◆ **Exercise brief**
Where the records below have a line with "fingers", that line is to be copied.
START Records shown
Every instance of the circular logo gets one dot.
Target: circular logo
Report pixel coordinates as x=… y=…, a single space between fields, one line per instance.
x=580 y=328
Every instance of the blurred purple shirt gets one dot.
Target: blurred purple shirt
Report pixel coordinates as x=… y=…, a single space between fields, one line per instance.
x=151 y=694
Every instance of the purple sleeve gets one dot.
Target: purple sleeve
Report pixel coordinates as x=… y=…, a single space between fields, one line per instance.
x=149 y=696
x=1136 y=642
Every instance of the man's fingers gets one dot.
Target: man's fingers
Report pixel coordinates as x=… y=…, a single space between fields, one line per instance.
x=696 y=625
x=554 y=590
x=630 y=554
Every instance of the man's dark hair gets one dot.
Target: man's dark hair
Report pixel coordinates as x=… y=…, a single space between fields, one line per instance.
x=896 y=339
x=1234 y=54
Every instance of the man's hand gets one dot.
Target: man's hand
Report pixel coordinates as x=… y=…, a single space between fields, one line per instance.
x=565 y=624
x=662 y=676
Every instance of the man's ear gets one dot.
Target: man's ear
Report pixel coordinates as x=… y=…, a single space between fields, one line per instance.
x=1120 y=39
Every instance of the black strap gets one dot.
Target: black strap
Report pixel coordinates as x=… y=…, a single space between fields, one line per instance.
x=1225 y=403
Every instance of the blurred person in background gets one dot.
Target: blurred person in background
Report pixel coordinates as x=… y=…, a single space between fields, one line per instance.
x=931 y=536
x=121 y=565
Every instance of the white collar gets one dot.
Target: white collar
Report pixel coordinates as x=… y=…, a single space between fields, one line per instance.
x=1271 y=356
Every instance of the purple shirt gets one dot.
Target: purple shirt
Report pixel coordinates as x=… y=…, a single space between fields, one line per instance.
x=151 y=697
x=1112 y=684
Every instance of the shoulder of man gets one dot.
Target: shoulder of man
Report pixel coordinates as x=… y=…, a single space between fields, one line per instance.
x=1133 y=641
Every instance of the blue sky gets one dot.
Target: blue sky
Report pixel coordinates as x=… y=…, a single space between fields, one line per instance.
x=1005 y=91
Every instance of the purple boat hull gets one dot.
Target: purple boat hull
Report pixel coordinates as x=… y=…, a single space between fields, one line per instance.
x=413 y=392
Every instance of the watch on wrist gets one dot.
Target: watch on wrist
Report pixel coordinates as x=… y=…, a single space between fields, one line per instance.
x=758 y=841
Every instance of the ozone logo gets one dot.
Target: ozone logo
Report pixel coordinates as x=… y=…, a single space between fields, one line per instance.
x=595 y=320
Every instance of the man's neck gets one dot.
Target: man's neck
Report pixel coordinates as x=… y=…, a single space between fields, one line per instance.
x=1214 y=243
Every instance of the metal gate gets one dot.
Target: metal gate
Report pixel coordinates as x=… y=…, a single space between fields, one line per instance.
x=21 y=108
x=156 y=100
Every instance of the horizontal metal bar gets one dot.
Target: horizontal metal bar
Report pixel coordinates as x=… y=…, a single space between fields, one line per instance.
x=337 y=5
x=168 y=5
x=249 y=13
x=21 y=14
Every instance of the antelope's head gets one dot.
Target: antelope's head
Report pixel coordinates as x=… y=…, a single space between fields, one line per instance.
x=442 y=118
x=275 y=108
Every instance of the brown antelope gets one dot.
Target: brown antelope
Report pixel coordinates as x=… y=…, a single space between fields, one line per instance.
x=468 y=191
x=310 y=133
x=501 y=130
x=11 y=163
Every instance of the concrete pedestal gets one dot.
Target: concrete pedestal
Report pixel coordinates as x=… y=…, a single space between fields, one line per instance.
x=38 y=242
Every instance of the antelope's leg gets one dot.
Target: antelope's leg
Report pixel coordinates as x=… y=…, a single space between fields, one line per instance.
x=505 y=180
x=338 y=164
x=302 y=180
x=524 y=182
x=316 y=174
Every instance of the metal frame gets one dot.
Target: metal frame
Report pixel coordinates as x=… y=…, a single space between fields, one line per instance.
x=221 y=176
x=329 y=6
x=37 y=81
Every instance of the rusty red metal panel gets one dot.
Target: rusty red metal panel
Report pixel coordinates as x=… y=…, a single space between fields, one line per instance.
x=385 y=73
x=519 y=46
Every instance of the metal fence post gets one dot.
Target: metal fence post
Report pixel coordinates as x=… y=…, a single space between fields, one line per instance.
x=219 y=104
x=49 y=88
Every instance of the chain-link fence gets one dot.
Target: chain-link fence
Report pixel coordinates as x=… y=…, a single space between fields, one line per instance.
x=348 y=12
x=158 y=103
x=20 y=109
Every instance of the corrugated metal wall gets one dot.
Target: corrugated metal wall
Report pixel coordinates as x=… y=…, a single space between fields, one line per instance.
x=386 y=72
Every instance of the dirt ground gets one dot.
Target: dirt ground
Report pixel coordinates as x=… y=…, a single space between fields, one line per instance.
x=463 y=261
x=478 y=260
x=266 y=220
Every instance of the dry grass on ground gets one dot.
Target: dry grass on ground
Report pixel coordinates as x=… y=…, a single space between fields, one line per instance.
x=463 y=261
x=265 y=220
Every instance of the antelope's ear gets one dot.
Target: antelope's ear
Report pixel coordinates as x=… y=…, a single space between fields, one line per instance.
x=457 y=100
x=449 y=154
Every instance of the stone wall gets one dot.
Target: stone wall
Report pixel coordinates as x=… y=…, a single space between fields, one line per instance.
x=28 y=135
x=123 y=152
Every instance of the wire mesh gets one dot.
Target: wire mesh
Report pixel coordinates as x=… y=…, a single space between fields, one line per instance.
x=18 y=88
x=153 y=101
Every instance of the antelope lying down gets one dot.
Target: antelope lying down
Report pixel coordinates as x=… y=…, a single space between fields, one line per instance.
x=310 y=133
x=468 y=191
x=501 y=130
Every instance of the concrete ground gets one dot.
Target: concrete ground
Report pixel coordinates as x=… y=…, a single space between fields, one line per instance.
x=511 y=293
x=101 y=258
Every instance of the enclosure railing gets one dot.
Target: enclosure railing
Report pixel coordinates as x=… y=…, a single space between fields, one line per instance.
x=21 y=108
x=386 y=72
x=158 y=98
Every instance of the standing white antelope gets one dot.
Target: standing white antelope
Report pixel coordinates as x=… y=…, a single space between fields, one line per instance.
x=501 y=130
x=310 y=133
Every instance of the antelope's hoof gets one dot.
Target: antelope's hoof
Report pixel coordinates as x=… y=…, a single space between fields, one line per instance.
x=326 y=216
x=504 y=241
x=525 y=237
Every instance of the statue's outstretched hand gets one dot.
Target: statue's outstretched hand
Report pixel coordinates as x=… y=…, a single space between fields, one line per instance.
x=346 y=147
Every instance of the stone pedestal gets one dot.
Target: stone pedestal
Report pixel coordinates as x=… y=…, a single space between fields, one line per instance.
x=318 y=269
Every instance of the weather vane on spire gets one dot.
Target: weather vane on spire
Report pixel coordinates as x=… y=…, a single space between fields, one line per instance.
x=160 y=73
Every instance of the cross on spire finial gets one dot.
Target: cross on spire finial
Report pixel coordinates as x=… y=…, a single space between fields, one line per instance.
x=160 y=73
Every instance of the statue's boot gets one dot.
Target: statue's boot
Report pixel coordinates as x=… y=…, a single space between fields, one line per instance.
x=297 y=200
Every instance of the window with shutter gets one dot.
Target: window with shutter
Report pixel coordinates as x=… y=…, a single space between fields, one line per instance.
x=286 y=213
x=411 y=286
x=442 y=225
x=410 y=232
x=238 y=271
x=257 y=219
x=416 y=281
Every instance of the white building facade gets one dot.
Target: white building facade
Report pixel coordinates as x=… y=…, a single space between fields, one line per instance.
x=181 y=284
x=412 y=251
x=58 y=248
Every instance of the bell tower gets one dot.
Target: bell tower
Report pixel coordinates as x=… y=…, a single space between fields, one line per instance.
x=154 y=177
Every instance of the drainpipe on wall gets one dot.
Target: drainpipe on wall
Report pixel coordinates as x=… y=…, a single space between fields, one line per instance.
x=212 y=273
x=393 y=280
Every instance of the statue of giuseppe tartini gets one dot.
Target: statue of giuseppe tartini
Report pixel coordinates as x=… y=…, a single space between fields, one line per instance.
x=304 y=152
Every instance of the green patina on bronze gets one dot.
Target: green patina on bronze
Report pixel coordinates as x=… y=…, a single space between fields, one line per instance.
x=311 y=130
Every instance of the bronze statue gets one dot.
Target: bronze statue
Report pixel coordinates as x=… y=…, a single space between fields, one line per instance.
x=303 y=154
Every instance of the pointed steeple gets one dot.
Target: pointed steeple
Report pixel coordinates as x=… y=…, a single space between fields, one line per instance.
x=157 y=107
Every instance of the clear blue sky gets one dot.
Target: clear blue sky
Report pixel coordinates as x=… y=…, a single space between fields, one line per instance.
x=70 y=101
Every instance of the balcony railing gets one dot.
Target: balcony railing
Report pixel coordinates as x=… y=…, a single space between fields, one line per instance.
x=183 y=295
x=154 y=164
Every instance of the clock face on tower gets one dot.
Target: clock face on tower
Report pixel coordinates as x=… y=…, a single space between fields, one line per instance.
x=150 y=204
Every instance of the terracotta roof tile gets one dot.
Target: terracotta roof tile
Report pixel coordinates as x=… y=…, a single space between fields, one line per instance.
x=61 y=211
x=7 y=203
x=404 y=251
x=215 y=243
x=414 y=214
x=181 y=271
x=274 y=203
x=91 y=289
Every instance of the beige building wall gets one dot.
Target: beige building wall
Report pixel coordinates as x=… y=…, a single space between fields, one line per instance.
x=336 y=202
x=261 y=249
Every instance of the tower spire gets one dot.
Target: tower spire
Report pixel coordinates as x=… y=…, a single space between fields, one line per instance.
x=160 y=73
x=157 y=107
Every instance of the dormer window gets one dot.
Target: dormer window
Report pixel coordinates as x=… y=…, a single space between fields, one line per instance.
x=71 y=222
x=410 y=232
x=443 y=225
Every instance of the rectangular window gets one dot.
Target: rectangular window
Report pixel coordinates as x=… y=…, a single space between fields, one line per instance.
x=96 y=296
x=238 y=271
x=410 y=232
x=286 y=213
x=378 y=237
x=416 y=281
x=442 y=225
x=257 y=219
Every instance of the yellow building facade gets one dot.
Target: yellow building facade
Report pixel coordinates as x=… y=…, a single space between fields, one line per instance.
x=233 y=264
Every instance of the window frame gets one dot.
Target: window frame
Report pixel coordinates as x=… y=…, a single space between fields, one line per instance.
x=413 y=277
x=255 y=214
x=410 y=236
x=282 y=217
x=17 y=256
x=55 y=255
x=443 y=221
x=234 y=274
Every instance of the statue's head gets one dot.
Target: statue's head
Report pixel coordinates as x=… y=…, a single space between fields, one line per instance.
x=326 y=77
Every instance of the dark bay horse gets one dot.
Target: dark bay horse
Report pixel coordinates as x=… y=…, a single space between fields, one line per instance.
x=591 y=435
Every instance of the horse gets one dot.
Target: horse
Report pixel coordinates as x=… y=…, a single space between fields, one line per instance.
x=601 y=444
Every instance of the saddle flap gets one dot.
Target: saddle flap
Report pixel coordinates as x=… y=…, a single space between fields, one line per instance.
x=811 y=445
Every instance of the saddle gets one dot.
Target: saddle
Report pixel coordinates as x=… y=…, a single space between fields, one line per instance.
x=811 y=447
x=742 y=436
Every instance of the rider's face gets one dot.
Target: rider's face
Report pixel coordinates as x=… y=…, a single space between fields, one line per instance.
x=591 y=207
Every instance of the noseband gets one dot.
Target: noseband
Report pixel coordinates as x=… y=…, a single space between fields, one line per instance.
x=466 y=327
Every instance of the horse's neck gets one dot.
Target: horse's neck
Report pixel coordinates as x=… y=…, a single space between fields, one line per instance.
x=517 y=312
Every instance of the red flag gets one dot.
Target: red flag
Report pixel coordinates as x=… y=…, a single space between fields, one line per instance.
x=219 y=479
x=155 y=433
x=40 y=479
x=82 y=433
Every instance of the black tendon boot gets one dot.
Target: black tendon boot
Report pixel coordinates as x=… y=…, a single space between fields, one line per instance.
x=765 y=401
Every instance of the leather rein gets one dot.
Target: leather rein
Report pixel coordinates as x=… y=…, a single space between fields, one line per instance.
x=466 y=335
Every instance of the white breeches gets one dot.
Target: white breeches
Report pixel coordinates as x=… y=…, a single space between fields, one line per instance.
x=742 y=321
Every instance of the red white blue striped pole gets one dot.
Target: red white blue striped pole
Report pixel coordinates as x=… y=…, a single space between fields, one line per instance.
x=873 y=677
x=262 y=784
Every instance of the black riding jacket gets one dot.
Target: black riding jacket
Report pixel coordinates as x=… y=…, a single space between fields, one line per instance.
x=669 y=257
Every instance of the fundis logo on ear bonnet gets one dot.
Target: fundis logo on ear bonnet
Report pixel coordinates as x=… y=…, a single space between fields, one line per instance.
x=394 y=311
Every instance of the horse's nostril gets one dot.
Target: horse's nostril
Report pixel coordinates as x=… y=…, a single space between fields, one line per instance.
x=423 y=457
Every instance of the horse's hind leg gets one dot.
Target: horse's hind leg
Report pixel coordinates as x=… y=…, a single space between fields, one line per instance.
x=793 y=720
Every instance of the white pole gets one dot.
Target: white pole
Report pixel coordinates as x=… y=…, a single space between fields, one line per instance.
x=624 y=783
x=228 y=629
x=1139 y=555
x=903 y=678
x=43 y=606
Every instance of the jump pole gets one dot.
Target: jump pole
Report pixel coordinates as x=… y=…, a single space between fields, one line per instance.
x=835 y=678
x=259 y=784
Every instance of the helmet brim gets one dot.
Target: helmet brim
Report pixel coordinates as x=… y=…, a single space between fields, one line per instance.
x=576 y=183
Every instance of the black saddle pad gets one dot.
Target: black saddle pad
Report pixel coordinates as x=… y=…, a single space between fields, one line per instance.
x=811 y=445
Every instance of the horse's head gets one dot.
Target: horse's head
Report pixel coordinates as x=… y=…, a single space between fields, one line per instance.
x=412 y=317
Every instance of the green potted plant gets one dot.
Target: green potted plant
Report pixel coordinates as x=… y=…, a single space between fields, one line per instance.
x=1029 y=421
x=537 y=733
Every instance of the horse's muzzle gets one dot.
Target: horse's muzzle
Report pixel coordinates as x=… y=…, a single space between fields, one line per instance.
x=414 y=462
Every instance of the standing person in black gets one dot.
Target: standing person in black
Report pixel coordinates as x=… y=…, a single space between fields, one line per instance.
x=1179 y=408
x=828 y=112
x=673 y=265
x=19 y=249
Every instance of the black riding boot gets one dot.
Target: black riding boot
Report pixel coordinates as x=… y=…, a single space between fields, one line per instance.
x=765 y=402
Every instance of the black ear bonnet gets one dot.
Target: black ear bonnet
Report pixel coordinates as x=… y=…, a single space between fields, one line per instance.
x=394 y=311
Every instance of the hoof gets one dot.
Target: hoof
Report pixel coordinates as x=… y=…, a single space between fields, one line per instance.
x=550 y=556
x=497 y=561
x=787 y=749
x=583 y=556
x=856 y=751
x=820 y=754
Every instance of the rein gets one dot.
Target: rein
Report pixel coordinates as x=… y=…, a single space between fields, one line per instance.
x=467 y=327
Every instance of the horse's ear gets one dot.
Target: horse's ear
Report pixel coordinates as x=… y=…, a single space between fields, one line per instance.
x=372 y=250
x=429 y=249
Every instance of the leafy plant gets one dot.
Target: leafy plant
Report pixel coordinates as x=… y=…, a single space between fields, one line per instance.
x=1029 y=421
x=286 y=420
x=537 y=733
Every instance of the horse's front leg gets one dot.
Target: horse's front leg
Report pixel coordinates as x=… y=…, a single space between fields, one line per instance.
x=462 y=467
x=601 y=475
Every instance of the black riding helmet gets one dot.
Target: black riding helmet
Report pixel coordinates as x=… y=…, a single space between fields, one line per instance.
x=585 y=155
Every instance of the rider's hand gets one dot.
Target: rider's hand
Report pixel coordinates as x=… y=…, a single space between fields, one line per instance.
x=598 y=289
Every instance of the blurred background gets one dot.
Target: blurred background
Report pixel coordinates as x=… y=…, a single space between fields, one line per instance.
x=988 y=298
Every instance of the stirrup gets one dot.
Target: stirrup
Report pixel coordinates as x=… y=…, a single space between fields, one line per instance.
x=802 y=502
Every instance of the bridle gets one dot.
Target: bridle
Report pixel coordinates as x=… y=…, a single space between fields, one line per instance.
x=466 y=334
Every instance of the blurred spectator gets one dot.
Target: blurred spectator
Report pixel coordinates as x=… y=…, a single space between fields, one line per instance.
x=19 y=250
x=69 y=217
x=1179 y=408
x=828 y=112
END Records shown
◆ **Exercise result**
Every instance of the man's fingers gets one dot.
Target: man's fingers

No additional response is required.